*OBJETIVO A*
No texto sobre interseccionalidade, quais eixos de opressão as feministas negras focam?
*OBJETIVO B*
Escreva a continuação do texto sobre interseccionalidade, começando logo após a última frase dele.

*TEXTO DE ORIGEM*
Interseccionalidade conceito teórico construído pelas feministas negras, e que teve maior visibilidade pelas mãos de Kimberlé Crenshaw. Neste conceito vai ser apresentado o intercruzamento de opressões que impacta na vida das mulheres marginalizadas, no entanto, as feministas negras focam a interseccionlidade de raça, gênero e sexualidade.
Por Emanuelle Goes Do Populacao Negra e Saude
De acordo com Crenshaw (2002), a interseccionalidade é uma associação de sistemas múltiplos de subordinação, sendo descrita também como cargas múltiplas, ou como, que concentra problemas, buscando capturar as consequências estruturais de dinâmicas da interação entre dois ou mais eixos da subordinação.
A pesquisadora Julia Sudbury (2003) relata que nos Estados Unidos da America, as feministas afro-americanas desenvolveram um conceito de sua posição, a partir da interseccionalidade de raça, gênero e sexualidade, declarando uma única natureza de integração dos sistemas de opressão. Nos lugares onde as mulheres brancas estão “cegas” pela “raça” e talvez o privilégio da classe e os homens estão limitados pela mascara de sua masculinidade e neste caso as mulheres negras estão numa posição radicalmente marginalizada.
A intersecção como forma de analise categórica e histórica, permite visibilizar o que as mulheres negras experimentam neste lugar, de não ser uma mulher branca e nem um homem negro. Jurema Werneck diz que “a ocorrência destes fatores e suas intensidades sobre pessoas e grupos populacionais vai impactar de formar simultânea, sincrônica, não sendo possível separá-los ao longo da experiência concreta de cada indivíduo ou povo. É a isto que chamamos de interseccionalidade.”

*DADOS FORNECIDOS*
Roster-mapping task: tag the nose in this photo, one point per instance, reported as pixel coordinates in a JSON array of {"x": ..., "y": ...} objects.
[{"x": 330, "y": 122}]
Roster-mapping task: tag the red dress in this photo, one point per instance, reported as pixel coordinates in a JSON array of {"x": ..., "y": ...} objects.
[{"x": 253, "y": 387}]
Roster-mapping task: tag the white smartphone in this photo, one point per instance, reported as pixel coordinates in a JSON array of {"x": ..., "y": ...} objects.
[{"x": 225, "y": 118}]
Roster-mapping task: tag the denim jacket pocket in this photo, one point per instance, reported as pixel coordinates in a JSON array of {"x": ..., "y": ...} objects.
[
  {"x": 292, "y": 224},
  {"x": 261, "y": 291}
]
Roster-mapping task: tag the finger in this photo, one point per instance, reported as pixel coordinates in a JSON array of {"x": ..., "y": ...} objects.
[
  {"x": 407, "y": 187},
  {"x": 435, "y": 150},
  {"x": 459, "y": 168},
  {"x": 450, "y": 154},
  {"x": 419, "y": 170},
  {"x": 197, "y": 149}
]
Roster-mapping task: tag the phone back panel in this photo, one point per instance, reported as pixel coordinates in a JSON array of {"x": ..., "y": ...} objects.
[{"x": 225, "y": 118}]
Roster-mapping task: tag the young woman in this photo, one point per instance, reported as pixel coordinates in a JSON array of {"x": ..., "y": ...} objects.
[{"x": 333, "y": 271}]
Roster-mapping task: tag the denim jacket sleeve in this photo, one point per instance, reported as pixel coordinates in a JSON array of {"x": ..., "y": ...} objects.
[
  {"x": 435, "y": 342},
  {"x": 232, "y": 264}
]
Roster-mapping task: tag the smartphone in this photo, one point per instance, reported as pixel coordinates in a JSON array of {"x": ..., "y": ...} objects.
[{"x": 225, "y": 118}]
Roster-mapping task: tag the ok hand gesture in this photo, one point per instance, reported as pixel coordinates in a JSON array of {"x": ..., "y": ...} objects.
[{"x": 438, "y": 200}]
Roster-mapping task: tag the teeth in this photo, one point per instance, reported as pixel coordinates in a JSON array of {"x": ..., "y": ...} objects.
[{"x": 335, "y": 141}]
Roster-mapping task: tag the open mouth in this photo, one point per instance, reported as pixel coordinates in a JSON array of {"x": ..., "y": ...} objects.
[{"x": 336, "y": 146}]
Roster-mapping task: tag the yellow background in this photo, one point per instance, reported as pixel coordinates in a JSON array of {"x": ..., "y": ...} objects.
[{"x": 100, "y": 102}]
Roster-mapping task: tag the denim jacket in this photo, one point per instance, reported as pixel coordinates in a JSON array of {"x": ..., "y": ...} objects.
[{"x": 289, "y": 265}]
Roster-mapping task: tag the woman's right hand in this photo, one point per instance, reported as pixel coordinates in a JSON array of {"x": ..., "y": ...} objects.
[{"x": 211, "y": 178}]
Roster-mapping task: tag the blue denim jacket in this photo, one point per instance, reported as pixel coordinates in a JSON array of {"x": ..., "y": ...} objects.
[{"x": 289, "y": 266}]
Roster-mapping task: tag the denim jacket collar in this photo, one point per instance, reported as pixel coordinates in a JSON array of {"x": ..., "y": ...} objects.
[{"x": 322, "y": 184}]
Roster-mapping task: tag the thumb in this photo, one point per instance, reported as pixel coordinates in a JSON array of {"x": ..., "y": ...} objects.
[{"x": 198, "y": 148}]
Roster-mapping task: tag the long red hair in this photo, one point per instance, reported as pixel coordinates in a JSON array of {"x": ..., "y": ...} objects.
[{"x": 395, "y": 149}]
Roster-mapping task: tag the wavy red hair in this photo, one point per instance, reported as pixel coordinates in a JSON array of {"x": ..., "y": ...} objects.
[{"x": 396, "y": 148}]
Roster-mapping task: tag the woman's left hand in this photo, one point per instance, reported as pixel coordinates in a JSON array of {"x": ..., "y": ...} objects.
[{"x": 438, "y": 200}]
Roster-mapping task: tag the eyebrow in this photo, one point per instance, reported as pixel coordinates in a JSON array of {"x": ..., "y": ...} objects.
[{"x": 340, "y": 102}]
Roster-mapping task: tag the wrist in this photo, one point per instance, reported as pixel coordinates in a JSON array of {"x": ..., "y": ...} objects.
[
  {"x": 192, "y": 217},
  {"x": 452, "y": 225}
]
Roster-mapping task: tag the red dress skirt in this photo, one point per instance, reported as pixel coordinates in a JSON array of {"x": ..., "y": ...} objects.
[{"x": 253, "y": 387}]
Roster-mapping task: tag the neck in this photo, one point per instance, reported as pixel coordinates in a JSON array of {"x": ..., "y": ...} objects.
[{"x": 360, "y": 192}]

*RESPOSTA ESCRITA A*
Raça, gênero e sexualidade.

*RESPOSTA ESCRITA B*
A vivencia do racismo é diferente para homens e mulheres, por exemplo, os jovens negros estão mais impostos a violência física institucional ou não, enquanto que as mulheres são mais vulneráveis a outro tipo de violência, principalmente, as que estão relacionadas as representações sobre o corpo (ÂNGELA FIGUEIREDO, 2008).
Pois as singularidades vividas pelas mulheres negras não são parecidas com as mulheres brancas quando é são atingidas pelo sexismo e não é parecido com o homem negro quando eles são atingidos pelo racismo. De acordo com bel hooks “o sexismo e o racismo, atuando juntos, perpetuam uma iconografia de representação da negra que imprime na consciência cultural coletiva a ideia de que ela está neste planeta principalmente para servir aos outros”.
A experiência de viver uma intersecção das opressões é outra experiência e consequentemente outro impacto, as mulheres negras vivencia um lugar singular. Pois os processos de singularização das mulheres negras produziram uma diferenciação entre sujeitos e grupos sustentados na raça e no gênero – mulheres e homens, negras/os e brancas/os (Lopes e Werneck, 2009).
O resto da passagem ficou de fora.